| WHAT YOU NEED TO DO |
Rescale the items starting with the line that contains "Put a dot on the red eyelet" and going on through the line that contains "<point>411,87</point>", writing out every line of that span. Multiply each answer's point coordinates by 1.7 and round to whole numbers with halves going up, leaving the sample coordinates in the wording untouched.

Stored items
+===+

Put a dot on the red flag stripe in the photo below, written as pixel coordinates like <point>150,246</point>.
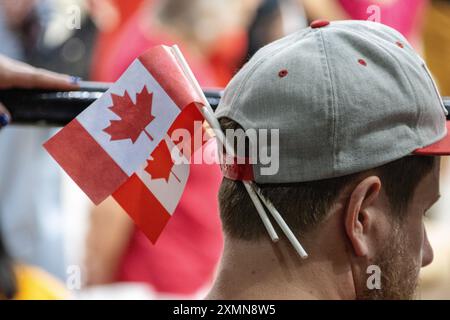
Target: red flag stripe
<point>143,207</point>
<point>85,161</point>
<point>162,65</point>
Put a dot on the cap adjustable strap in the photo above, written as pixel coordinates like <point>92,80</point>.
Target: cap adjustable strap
<point>253,190</point>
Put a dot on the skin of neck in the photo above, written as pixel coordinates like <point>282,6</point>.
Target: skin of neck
<point>261,269</point>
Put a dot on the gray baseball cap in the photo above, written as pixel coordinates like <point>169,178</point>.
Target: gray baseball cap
<point>346,96</point>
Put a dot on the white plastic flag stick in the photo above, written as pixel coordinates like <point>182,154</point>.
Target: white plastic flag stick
<point>208,113</point>
<point>283,225</point>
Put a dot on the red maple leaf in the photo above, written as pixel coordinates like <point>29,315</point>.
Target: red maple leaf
<point>160,167</point>
<point>134,118</point>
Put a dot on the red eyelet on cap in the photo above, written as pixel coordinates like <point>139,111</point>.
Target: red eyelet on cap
<point>319,24</point>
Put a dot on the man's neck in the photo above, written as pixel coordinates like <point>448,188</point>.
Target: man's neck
<point>263,270</point>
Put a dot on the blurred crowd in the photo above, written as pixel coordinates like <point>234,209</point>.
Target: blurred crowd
<point>59,245</point>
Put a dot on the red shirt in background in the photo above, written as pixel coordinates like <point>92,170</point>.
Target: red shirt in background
<point>186,255</point>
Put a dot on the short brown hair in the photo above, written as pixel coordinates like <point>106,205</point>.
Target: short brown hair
<point>304,205</point>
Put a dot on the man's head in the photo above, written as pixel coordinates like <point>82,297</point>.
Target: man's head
<point>360,127</point>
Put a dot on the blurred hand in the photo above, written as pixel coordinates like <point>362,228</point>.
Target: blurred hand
<point>16,74</point>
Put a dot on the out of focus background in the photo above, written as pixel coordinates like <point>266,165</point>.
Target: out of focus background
<point>51,229</point>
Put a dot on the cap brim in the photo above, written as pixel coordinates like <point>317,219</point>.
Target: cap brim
<point>440,148</point>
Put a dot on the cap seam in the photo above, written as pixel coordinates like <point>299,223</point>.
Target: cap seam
<point>252,70</point>
<point>333,103</point>
<point>411,87</point>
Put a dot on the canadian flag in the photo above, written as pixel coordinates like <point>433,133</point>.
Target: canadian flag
<point>110,142</point>
<point>151,195</point>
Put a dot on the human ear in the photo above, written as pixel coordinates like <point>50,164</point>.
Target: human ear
<point>359,214</point>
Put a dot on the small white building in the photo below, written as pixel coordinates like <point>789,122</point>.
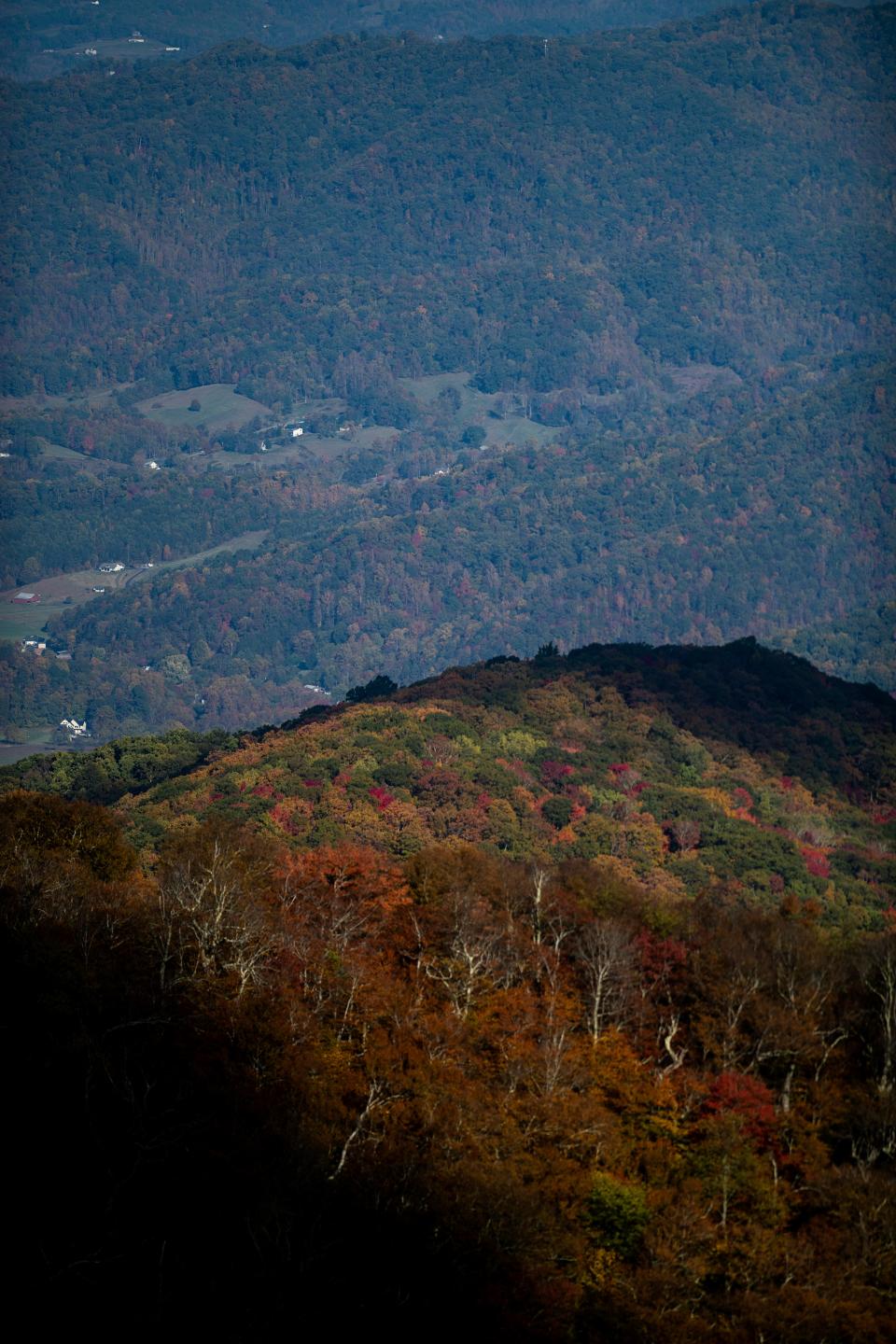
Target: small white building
<point>74,729</point>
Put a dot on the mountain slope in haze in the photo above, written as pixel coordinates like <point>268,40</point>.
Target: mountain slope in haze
<point>599,534</point>
<point>709,192</point>
<point>679,767</point>
<point>40,38</point>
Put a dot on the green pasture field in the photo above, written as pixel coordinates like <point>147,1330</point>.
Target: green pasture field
<point>222,408</point>
<point>27,622</point>
<point>474,409</point>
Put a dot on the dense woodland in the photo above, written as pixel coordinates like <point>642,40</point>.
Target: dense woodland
<point>779,525</point>
<point>43,36</point>
<point>708,192</point>
<point>669,252</point>
<point>539,1001</point>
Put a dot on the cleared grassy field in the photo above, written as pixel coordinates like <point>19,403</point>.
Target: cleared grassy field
<point>66,590</point>
<point>476,409</point>
<point>220,408</point>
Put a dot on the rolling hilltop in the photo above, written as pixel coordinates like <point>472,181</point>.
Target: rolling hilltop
<point>598,341</point>
<point>679,769</point>
<point>553,993</point>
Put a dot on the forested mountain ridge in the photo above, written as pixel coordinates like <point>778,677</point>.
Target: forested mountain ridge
<point>697,537</point>
<point>559,993</point>
<point>42,38</point>
<point>682,767</point>
<point>668,252</point>
<point>462,199</point>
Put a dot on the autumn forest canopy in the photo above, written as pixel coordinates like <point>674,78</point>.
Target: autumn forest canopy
<point>448,578</point>
<point>548,1001</point>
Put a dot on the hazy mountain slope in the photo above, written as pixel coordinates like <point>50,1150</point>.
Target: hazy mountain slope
<point>711,192</point>
<point>40,38</point>
<point>603,538</point>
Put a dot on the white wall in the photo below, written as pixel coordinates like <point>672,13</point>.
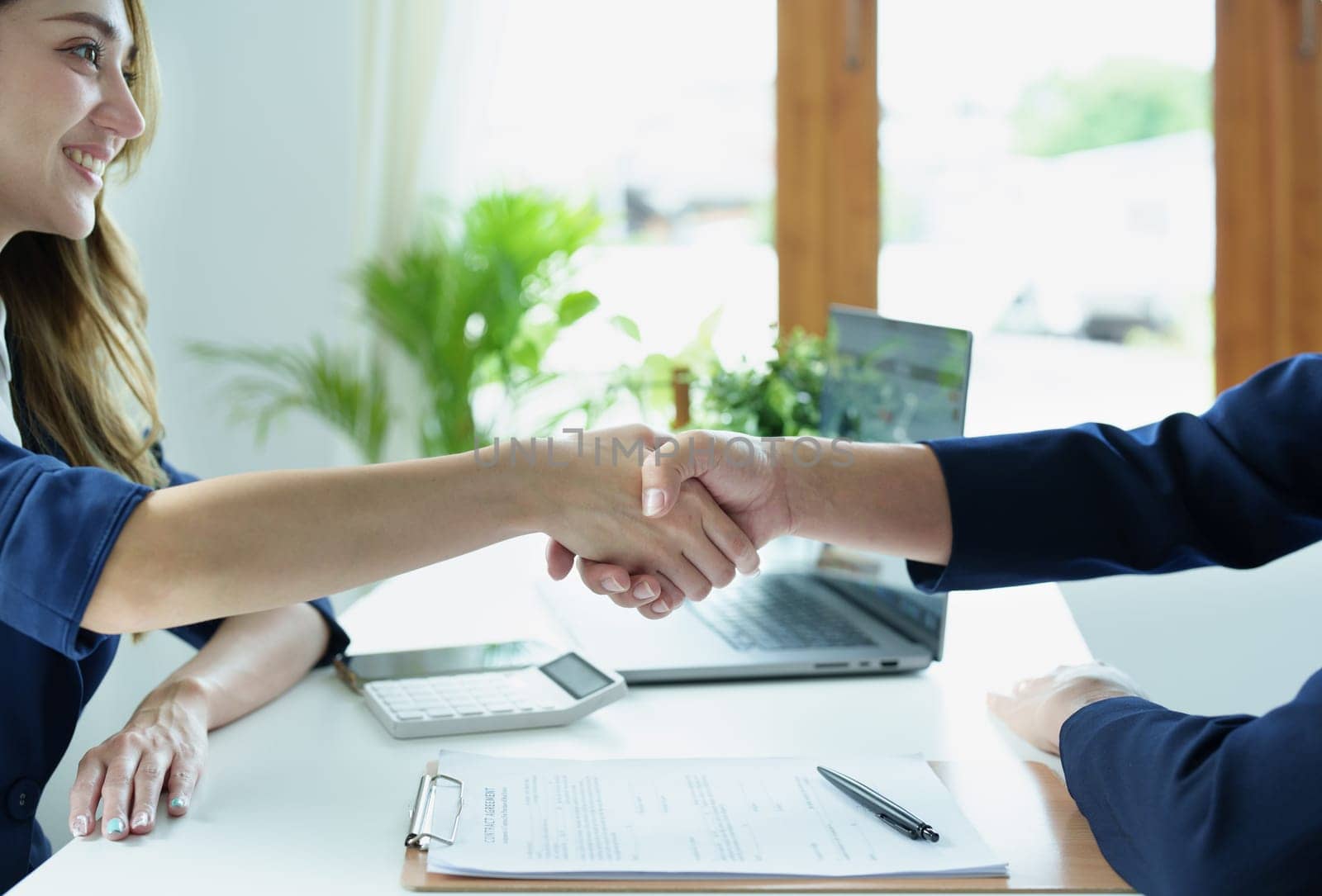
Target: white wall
<point>242,211</point>
<point>242,221</point>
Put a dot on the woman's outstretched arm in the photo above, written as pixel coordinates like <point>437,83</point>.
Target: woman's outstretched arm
<point>258,541</point>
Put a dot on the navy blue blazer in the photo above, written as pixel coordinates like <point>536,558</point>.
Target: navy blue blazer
<point>1180,804</point>
<point>57,525</point>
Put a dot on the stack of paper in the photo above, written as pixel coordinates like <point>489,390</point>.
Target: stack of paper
<point>694,818</point>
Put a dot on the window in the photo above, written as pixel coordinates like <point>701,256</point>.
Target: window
<point>1048,183</point>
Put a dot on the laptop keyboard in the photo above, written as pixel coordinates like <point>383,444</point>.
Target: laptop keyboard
<point>773,614</point>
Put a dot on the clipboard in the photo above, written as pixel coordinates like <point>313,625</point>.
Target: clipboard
<point>1022,810</point>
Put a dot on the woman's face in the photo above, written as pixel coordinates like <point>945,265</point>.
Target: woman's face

+===+

| FINAL RESULT |
Put a dot on the red eyelet on cap in the photo above, written as pixel coordinates like <point>139,111</point>.
Target: red eyelet on cap
<point>542,41</point>
Put a dot on the man's neck in the photo above, written as pixel coordinates like <point>448,188</point>.
Target: man's neck
<point>447,459</point>
Put a dot on the blurred crowd in the photo above, written as pixel coordinates like <point>234,209</point>.
Target: blurred crowd
<point>100,417</point>
Put a dot on the red shirt in background in the photo above, written as pixel coordinates like <point>92,170</point>.
Target: red shirt in background
<point>316,434</point>
Put a dot on the short brown hair in the photo above, written as pixel coordinates like <point>106,205</point>.
Target: short brown hair
<point>517,349</point>
Put a dot on the man's head in the photo above, written as pixel coordinates like <point>82,297</point>.
Target: man's head
<point>612,216</point>
Put a dot on the blurred hand in the photo above, written as pixel coordinates like <point>362,228</point>.
Target: blurred hand
<point>27,126</point>
Put a dot on the out of focus background in the photo above, written as pixel coordinates like <point>266,165</point>.
Target: out of focus background
<point>87,389</point>
Put a dot on the cap brim in the photo above, written as pixel coordinates like <point>317,219</point>.
Target: cap brim
<point>748,252</point>
Put a dot on the cap seam in the photo above, written as pixel coordinates like <point>299,223</point>.
Target: cap seam
<point>428,119</point>
<point>566,175</point>
<point>699,148</point>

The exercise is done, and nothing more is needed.